## Tasks and exercises
a – From the text about St Joseph's Church in Stockport, extract the passage starting with "St Joseph's Church" and going on through "II listed building.".
b – According to the text about St Joseph's Church in Stockport, who designed the schools on Tatton Street?

St Joseph's Church is a Roman Catholic Parish church in Stockport, Greater Manchester, England. It was built from 1861 to 1862 and designed by Matthew Ellison Hadfield. It is situated on St Petersgate, south west  of the High Street. It is the only church in England administered by the Priests of the Sacred Heart and is a Grade II listed building.

History

Foundation
During the late 18th century, the local Catholic population in Stockport were served by priests from Manchester. In 1798, a Fr James Blundell was saying Mass in a house on Windmill Street. In 1803, a permanent chapel was built on Chapel Street and called St Philip and St James. In the first half of the nineteenth century, the Catholic congregation increased with the influx of workers at Stockport’s mills. In 1845, a priest would come from the chapel (which in 1905 would be replaced by Our Lady and the Apostles Church in Edgeley) to the centre of Stockport to say Mass in a temporary school in Parson’s Yard. In 1858, the schools on Tatton Street were built. They were designed by Matthew Ellison Hadfield and George Goldie.

## Supplied data
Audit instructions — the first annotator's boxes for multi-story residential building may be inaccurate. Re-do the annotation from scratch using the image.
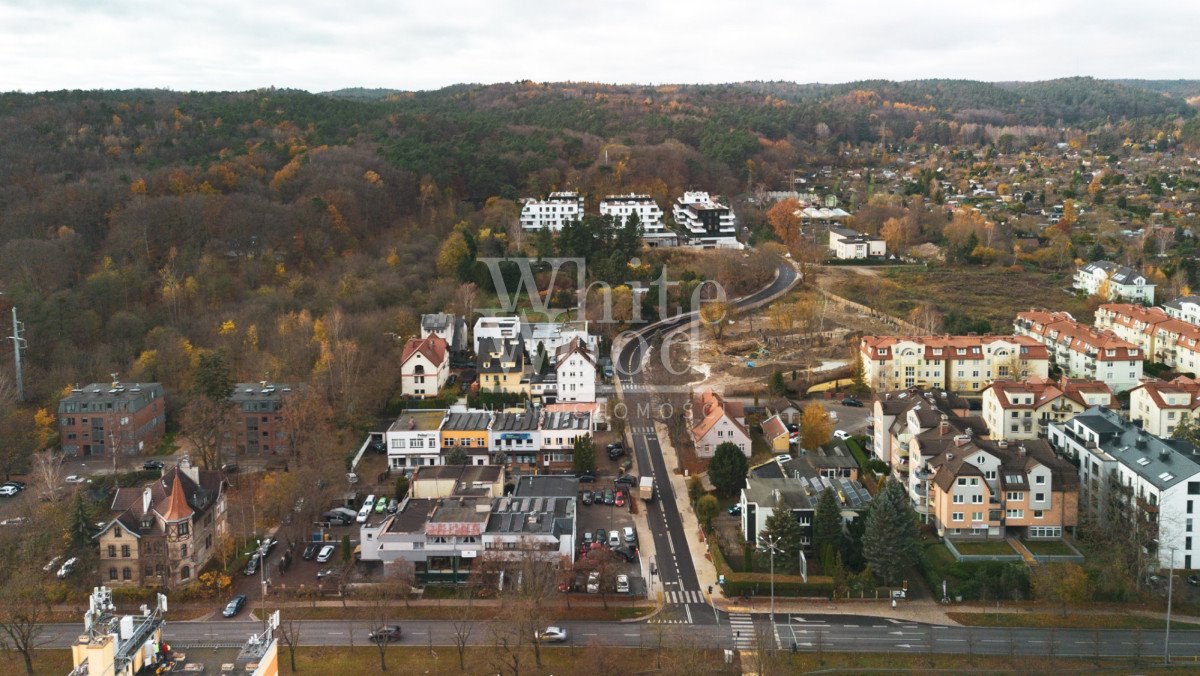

## Answers to each task
a –
St Joseph's Church is a Roman Catholic Parish church in Stockport, Greater Manchester, England. It was built from 1861 to 1862 and designed by Matthew Ellison Hadfield. It is situated on St Petersgate, south west  of the High Street. It is the only church in England administered by the Priests of the Sacred Heart and is a Grade II listed building.

b – Matthew Ellison Hadfield and George Goldie